_EXERCISE_
The printed result should hold only the lines from the opening of the data through the line bearing "positive clicks: (382, 121)", exactly as given and without pictures.

(Dataset entries)

# # # # #

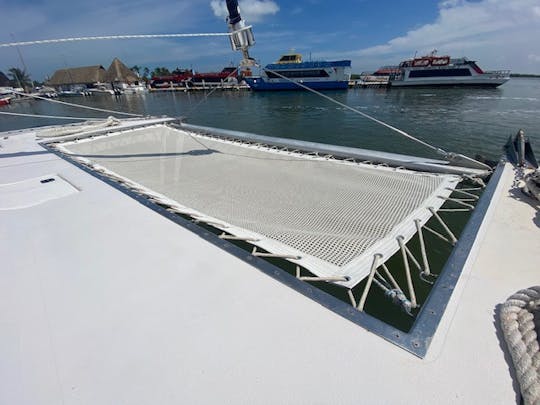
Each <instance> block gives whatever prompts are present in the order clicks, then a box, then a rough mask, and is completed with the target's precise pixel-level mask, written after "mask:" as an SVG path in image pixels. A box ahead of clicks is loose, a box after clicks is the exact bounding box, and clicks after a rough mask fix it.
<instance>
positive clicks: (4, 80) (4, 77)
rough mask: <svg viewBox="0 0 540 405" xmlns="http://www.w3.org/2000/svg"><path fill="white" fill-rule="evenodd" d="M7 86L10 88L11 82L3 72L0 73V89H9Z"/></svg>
mask: <svg viewBox="0 0 540 405" xmlns="http://www.w3.org/2000/svg"><path fill="white" fill-rule="evenodd" d="M9 86H11V81H10V80H9V79H8V77H7V76H6V75H5V74H4V73H3V72H0V87H9Z"/></svg>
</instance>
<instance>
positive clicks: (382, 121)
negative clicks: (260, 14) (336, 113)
mask: <svg viewBox="0 0 540 405" xmlns="http://www.w3.org/2000/svg"><path fill="white" fill-rule="evenodd" d="M257 66H258V67H261V66H260V65H257ZM264 70H265V71H267V72H270V73H272V74H275V75H276V76H279V77H281V78H282V79H285V80H288V81H290V82H292V83H294V84H296V85H297V86H299V87H301V88H303V89H305V90H308V91H310V92H312V93H314V94H317V95H319V96H321V97H323V98H325V99H327V100H329V101H331V102H332V103H335V104H337V105H339V106H341V107H343V108H346V109H348V110H350V111H352V112H355V113H357V114H360V115H361V116H362V117H364V118H367V119H369V120H371V121H374V122H376V123H377V124H380V125H382V126H384V127H386V128H389V129H391V130H392V131H394V132H397V133H398V134H400V135H403V136H405V137H407V138H409V139H411V140H413V141H415V142H418V143H420V144H422V145H424V146H426V147H428V148H429V149H431V150H434V151H435V152H437V153H439V154H441V155H444V156H447V155H448V152H446V151H445V150H444V149H441V148H439V147H437V146H433V145H431V144H429V143H427V142H425V141H422V140H421V139H418V138H416V137H414V136H412V135H411V134H408V133H407V132H405V131H403V130H401V129H399V128H396V127H394V126H392V125H390V124H387V123H386V122H384V121H381V120H379V119H377V118H375V117H372V116H371V115H369V114H366V113H364V112H362V111H360V110H358V109H356V108H354V107H351V106H348V105H347V104H344V103H342V102H340V101H337V100H336V99H333V98H332V97H329V96H327V95H326V94H323V93H321V92H319V91H317V90H314V89H312V88H310V87H308V86H306V85H304V84H303V83H300V82H297V81H295V80H292V79H290V78H288V77H286V76H284V75H282V74H280V73H278V72H276V71H274V70H270V69H267V68H264Z"/></svg>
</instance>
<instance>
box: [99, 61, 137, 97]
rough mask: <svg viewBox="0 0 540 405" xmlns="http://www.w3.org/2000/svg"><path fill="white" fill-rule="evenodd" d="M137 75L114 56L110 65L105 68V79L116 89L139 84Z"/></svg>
mask: <svg viewBox="0 0 540 405" xmlns="http://www.w3.org/2000/svg"><path fill="white" fill-rule="evenodd" d="M139 80H140V78H139V75H137V73H135V72H134V71H132V70H131V69H129V68H128V67H127V66H126V65H125V64H124V63H122V61H121V60H120V59H118V58H114V59H113V61H112V63H111V65H110V66H109V68H108V69H107V74H106V77H105V81H106V82H107V83H110V84H111V85H112V86H114V87H115V88H116V89H122V90H125V89H128V88H133V87H134V86H138V85H139Z"/></svg>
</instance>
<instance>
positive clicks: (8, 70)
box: [8, 68, 32, 90]
mask: <svg viewBox="0 0 540 405" xmlns="http://www.w3.org/2000/svg"><path fill="white" fill-rule="evenodd" d="M8 76H9V77H10V78H11V80H12V81H13V84H14V85H15V86H17V87H22V88H24V89H25V90H26V89H27V88H29V87H32V80H30V76H29V75H28V73H26V71H25V70H21V69H19V68H11V69H9V70H8Z"/></svg>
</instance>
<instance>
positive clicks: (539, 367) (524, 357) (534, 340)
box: [500, 286, 540, 405]
mask: <svg viewBox="0 0 540 405" xmlns="http://www.w3.org/2000/svg"><path fill="white" fill-rule="evenodd" d="M500 323H501V328H502V331H503V334H504V339H505V341H506V345H507V346H508V350H509V351H510V354H511V356H512V361H513V363H514V368H515V370H516V373H517V379H518V381H519V386H520V388H521V395H522V396H523V400H524V403H525V404H526V405H530V404H531V405H532V404H534V405H540V347H539V344H538V330H539V328H540V286H535V287H531V288H527V289H525V290H520V291H518V292H517V293H516V294H514V295H512V296H511V297H510V298H508V300H507V301H506V302H505V303H504V304H503V305H502V308H501V312H500Z"/></svg>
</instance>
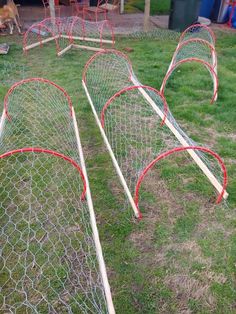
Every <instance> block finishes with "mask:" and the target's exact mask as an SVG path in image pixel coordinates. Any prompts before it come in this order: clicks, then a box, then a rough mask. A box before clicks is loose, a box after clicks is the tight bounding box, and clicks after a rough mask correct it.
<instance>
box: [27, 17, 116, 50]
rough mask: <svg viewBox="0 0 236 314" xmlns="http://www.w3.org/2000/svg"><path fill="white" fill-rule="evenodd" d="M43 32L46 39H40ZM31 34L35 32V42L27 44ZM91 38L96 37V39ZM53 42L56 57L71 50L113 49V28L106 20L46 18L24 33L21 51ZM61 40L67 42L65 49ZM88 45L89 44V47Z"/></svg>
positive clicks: (65, 18)
mask: <svg viewBox="0 0 236 314" xmlns="http://www.w3.org/2000/svg"><path fill="white" fill-rule="evenodd" d="M78 25H79V28H78ZM43 30H45V31H46V33H48V34H49V36H48V38H45V39H43V38H42V31H43ZM32 32H36V35H37V40H36V42H34V43H30V44H28V41H29V38H30V36H32ZM95 33H96V34H95ZM97 35H98V36H97ZM93 36H97V38H94V37H93ZM107 36H109V39H105V38H104V37H107ZM53 40H55V44H56V52H57V55H58V56H61V55H63V54H64V53H65V52H66V51H68V50H69V49H71V48H81V49H87V50H93V51H101V50H103V49H104V48H105V45H107V44H108V45H111V46H112V48H113V47H114V44H115V36H114V31H113V26H112V24H111V22H110V21H108V20H104V21H101V22H90V21H87V20H84V19H82V18H80V17H78V16H74V17H68V18H55V19H54V18H47V19H44V20H43V21H41V22H39V23H35V24H33V25H32V26H30V28H29V29H28V30H27V31H26V33H25V35H24V38H23V51H24V52H25V53H26V52H27V51H28V50H30V49H32V48H35V47H37V46H40V47H42V45H43V44H46V43H47V42H50V41H53ZM62 40H67V42H66V43H64V44H65V47H64V46H63V47H61V44H60V42H61V41H62ZM76 41H79V43H80V42H82V43H86V45H80V44H77V43H76ZM88 44H90V46H89V45H88Z"/></svg>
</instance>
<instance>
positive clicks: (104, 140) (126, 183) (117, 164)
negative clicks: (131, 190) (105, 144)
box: [82, 81, 139, 218]
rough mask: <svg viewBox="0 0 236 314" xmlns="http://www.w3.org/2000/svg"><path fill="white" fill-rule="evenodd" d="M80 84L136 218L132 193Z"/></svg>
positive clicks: (134, 207)
mask: <svg viewBox="0 0 236 314" xmlns="http://www.w3.org/2000/svg"><path fill="white" fill-rule="evenodd" d="M82 85H83V88H84V90H85V93H86V95H87V98H88V101H89V103H90V106H91V108H92V111H93V114H94V116H95V120H96V122H97V125H98V127H99V129H100V132H101V134H102V137H103V140H104V142H105V144H106V146H107V149H108V151H109V154H110V156H111V159H112V162H113V165H114V167H115V169H116V172H117V174H118V176H119V179H120V182H121V184H122V185H123V187H124V190H125V192H126V194H127V196H128V199H129V202H130V205H131V206H132V208H133V211H134V214H135V216H136V217H137V218H139V211H138V209H137V207H136V205H135V203H134V200H133V197H132V195H131V193H130V190H129V188H128V186H127V183H126V181H125V178H124V176H123V174H122V172H121V169H120V167H119V164H118V162H117V160H116V157H115V155H114V153H113V150H112V148H111V146H110V143H109V142H108V139H107V136H106V134H105V132H104V130H103V127H102V125H101V122H100V120H99V118H98V115H97V112H96V109H95V108H94V105H93V102H92V99H91V97H90V95H89V92H88V90H87V87H86V85H85V83H84V81H82Z"/></svg>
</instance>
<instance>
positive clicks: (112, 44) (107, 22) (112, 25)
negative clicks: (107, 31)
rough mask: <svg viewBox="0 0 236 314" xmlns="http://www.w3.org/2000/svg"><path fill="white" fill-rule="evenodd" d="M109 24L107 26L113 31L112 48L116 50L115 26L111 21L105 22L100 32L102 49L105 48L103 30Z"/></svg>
mask: <svg viewBox="0 0 236 314" xmlns="http://www.w3.org/2000/svg"><path fill="white" fill-rule="evenodd" d="M105 24H107V26H108V27H109V28H110V30H111V38H112V48H114V43H115V35H114V31H113V25H112V23H111V22H110V21H108V20H105V21H103V23H102V26H101V30H100V47H101V48H103V47H102V46H103V29H104V25H105Z"/></svg>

# # # # #

_EXERCISE OUTPUT_
Each <instance> block gives whatever prompts are present in the order clicks, then a box, then a rough mask, and is completed with the target's precise pixel-level mask, written after "mask:" as an SVG path in image pixels. A box ahead of clicks is loose, a box after clicks is the exact bounding box, and clicks after a rough mask fix it.
<instance>
positive clicks: (4, 80) (4, 77)
rough mask: <svg viewBox="0 0 540 405" xmlns="http://www.w3.org/2000/svg"><path fill="white" fill-rule="evenodd" d="M7 86L10 88L11 82L3 72L0 73V89H9Z"/></svg>
mask: <svg viewBox="0 0 540 405" xmlns="http://www.w3.org/2000/svg"><path fill="white" fill-rule="evenodd" d="M9 86H11V81H10V80H9V79H8V77H7V76H6V75H5V74H4V73H3V72H0V87H9Z"/></svg>
</instance>
<instance>
positive clicks: (382, 121)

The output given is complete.